-- Start of DATA PROVIDED --
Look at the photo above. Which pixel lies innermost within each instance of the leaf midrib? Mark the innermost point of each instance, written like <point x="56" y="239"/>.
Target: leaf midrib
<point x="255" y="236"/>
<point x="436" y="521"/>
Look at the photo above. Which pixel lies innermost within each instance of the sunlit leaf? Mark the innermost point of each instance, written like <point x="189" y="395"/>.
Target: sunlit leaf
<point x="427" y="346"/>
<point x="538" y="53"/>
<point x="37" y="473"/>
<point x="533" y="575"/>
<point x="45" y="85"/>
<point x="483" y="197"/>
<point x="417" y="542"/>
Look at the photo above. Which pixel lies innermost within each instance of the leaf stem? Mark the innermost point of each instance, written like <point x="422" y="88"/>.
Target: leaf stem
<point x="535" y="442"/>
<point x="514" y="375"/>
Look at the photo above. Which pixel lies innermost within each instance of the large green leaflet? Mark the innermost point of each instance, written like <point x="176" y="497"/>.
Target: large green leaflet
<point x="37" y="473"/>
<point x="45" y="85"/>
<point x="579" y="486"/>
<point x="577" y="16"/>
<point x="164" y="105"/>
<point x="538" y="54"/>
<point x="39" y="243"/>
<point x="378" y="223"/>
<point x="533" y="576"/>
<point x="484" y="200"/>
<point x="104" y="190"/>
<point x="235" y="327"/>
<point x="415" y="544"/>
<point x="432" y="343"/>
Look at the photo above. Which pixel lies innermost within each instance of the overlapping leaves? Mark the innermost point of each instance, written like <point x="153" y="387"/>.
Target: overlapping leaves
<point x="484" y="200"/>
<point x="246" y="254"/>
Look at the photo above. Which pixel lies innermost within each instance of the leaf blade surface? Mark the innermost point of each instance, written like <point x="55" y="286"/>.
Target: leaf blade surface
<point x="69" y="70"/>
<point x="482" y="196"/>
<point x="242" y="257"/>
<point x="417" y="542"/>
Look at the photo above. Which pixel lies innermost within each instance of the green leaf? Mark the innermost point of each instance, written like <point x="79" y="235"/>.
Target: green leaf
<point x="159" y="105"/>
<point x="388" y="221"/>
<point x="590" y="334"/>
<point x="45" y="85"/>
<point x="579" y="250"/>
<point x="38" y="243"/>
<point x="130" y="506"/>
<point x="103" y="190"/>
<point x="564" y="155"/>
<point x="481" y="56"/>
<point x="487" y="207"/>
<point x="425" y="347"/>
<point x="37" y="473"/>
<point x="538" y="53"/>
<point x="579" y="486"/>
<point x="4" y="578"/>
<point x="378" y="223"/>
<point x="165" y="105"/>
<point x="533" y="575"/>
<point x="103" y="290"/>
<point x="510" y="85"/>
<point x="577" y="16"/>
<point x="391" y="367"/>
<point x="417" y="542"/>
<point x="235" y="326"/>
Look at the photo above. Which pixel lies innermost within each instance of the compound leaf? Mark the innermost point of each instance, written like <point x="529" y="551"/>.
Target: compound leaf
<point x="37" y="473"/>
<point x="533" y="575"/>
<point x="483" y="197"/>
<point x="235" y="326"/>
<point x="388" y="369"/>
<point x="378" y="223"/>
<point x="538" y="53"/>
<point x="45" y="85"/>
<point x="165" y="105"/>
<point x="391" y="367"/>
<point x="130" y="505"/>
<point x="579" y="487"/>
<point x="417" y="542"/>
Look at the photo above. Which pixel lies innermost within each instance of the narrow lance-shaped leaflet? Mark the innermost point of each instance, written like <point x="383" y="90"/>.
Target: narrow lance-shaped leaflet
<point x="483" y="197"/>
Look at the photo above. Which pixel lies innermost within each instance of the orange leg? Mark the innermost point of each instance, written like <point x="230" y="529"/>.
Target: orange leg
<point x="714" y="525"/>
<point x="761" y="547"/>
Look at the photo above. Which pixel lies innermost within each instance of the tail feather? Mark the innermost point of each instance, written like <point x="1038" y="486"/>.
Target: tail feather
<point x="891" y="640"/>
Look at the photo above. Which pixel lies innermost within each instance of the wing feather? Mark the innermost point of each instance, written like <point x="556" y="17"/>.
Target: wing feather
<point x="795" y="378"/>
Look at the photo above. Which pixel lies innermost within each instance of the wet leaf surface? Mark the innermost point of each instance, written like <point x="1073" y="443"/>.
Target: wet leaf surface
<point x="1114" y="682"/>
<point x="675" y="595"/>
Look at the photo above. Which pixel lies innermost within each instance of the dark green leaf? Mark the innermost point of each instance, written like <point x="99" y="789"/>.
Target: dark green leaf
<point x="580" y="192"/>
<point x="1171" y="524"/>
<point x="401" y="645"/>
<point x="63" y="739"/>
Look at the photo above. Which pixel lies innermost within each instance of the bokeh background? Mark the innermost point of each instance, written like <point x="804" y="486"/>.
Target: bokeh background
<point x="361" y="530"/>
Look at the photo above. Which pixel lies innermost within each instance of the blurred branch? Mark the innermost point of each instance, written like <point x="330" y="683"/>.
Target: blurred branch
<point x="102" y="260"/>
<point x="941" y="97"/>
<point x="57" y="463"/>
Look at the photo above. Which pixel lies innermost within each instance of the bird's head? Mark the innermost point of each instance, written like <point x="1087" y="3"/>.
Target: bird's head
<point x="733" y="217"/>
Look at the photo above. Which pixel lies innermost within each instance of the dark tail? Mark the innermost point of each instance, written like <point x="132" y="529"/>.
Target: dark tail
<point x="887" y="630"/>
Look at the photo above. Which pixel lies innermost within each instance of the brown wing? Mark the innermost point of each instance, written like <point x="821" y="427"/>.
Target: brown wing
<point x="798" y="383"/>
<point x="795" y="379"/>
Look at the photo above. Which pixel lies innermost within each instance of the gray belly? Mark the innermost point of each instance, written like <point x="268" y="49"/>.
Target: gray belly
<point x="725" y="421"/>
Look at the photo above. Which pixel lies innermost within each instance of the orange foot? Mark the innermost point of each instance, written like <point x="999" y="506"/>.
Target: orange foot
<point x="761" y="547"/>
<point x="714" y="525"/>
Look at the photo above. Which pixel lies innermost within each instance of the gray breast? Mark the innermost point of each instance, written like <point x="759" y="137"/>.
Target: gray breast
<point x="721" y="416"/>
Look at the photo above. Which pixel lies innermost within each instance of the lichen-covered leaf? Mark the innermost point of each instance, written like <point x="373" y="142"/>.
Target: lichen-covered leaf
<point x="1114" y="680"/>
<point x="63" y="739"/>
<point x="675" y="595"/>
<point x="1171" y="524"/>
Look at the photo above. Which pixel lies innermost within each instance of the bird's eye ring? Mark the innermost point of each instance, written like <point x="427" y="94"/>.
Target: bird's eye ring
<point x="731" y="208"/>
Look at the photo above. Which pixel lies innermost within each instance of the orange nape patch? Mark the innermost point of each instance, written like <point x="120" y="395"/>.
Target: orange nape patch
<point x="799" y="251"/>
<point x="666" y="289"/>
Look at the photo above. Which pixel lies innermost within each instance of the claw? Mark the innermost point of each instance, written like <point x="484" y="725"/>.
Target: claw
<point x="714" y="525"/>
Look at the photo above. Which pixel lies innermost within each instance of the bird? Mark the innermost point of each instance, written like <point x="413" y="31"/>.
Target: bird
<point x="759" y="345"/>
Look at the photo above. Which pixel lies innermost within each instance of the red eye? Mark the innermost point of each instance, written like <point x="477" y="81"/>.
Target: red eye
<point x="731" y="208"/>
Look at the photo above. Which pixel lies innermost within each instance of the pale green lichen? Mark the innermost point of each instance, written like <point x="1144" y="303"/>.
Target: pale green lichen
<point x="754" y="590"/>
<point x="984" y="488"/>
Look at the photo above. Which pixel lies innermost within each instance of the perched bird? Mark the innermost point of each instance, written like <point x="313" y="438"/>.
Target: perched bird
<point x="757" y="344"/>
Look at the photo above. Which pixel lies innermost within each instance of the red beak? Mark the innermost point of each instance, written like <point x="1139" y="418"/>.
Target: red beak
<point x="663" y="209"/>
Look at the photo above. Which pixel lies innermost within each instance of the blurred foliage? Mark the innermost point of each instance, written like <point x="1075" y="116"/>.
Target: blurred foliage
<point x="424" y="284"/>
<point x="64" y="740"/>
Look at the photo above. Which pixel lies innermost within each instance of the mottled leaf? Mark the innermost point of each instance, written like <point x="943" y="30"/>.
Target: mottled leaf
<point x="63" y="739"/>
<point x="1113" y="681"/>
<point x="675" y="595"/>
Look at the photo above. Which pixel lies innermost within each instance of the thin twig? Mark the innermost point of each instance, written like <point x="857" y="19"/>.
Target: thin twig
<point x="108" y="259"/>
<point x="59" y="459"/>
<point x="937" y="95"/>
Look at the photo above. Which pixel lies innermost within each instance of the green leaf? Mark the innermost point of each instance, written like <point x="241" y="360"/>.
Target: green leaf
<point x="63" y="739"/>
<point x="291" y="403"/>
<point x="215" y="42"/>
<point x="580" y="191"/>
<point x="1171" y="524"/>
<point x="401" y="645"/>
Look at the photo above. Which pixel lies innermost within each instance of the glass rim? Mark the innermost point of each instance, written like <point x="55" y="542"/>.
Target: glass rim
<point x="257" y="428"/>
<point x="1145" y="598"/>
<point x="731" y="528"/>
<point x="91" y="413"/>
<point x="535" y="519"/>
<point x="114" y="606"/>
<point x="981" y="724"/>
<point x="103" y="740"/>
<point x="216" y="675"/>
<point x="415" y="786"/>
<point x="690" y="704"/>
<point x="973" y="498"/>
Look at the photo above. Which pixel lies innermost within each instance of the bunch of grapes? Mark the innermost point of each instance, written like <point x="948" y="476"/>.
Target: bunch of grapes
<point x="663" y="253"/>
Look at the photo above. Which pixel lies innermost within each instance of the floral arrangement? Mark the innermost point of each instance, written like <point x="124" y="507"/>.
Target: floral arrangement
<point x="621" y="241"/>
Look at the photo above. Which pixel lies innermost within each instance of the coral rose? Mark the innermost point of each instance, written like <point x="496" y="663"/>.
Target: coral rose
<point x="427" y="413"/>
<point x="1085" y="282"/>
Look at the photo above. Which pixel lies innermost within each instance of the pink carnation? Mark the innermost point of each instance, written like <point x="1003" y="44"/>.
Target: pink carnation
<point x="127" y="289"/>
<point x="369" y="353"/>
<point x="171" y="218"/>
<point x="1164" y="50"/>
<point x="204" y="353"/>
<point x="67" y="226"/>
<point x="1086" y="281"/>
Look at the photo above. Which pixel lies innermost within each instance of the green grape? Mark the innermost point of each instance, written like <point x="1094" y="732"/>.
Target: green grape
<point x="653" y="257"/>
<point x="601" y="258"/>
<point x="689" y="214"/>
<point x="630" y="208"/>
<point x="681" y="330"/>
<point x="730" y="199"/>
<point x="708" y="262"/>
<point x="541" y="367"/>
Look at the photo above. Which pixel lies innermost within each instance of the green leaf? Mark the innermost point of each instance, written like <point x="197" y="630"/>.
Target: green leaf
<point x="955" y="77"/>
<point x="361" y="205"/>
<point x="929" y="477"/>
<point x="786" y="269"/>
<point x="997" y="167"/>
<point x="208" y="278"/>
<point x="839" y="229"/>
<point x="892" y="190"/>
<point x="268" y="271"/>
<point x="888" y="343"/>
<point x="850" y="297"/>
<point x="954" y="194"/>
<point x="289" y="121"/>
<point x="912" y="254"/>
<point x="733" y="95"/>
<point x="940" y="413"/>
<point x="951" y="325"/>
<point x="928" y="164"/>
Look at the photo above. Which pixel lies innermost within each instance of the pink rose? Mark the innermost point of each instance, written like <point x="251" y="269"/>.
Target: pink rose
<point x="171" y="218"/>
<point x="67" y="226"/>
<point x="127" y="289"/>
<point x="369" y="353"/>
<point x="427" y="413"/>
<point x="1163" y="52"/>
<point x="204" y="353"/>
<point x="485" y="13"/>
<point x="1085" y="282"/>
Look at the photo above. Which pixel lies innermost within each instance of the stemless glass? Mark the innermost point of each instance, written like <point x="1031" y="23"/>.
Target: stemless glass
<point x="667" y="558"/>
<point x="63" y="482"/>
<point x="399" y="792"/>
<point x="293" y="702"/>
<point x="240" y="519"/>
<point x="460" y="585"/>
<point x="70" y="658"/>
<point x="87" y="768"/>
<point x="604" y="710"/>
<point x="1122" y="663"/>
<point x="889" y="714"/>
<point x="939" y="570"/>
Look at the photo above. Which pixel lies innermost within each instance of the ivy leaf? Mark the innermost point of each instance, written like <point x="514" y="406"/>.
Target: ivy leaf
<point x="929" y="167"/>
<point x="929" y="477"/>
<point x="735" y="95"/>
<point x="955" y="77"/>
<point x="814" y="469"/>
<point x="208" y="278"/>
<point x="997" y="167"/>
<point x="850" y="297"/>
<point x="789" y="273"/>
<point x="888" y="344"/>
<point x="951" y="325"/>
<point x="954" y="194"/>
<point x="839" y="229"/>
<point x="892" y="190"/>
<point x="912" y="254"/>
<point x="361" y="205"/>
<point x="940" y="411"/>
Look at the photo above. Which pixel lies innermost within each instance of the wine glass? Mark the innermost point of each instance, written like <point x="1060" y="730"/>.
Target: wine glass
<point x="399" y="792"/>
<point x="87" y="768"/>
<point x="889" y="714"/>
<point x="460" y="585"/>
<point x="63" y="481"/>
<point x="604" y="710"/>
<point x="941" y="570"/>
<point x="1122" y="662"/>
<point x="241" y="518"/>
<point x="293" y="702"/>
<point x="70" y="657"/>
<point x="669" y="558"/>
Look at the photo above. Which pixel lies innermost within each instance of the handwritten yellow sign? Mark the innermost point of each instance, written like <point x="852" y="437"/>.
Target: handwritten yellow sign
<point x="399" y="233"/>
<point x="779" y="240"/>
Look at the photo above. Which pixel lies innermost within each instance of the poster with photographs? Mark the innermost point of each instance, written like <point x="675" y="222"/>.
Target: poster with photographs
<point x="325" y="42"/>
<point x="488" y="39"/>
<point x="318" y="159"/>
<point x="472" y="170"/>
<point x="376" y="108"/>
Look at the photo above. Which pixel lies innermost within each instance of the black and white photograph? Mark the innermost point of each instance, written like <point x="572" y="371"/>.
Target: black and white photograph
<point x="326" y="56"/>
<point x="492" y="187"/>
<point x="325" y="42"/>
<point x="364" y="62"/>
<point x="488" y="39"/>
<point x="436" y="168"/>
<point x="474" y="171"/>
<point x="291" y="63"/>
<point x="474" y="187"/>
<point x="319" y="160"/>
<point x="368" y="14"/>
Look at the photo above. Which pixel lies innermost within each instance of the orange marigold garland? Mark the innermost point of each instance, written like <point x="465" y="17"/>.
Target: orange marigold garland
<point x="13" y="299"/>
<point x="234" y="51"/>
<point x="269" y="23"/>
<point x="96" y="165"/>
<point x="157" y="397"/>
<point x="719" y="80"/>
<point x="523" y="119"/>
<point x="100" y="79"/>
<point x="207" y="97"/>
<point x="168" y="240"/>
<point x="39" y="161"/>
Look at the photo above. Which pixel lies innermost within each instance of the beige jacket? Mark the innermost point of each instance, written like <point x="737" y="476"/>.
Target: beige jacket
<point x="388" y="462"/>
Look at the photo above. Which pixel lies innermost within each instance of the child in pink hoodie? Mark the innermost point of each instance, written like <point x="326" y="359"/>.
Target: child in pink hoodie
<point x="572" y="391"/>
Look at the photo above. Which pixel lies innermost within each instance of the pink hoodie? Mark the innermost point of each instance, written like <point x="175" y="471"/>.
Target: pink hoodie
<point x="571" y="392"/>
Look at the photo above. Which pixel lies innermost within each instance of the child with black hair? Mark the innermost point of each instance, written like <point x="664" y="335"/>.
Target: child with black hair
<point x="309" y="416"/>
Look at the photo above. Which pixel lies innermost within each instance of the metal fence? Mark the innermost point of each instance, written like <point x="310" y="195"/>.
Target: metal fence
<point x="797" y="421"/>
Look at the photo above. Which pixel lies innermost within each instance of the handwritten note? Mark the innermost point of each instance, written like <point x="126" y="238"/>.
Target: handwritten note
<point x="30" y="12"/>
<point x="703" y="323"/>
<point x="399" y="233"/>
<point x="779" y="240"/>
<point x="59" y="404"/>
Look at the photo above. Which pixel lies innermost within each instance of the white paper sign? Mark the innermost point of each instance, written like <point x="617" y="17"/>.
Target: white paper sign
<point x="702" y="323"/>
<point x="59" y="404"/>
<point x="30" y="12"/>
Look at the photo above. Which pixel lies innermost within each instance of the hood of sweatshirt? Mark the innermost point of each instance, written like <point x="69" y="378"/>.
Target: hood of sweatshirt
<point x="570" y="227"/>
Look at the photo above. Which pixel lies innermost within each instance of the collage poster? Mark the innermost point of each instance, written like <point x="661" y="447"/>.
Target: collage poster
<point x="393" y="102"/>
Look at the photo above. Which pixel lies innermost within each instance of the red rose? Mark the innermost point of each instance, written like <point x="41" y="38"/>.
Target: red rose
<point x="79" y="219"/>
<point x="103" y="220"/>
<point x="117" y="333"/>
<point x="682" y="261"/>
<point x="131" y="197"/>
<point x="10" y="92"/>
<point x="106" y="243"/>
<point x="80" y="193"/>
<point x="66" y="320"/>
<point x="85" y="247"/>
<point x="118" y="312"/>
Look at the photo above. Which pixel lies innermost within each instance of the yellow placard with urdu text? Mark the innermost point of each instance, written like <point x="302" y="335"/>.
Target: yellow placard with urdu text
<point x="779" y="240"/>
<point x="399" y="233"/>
-- End of DATA PROVIDED --
Your task is to return, exactly and on their own, the lines from the one containing "the red rose?" through the last line of the listing.

Look at the photo above. Which pixel lies innermost within each instance of the red rose? Mark the innermost point of each instance, written like <point x="41" y="38"/>.
Target: red rose
<point x="79" y="219"/>
<point x="103" y="220"/>
<point x="117" y="333"/>
<point x="682" y="261"/>
<point x="131" y="197"/>
<point x="10" y="92"/>
<point x="106" y="243"/>
<point x="80" y="193"/>
<point x="66" y="320"/>
<point x="85" y="247"/>
<point x="118" y="312"/>
Look at the photo above. Which pixel lies innermost within each instance of the yellow placard with urdu text? Mark the innermost point of each instance, written like <point x="302" y="335"/>.
Target: yellow placard with urdu text
<point x="779" y="240"/>
<point x="399" y="233"/>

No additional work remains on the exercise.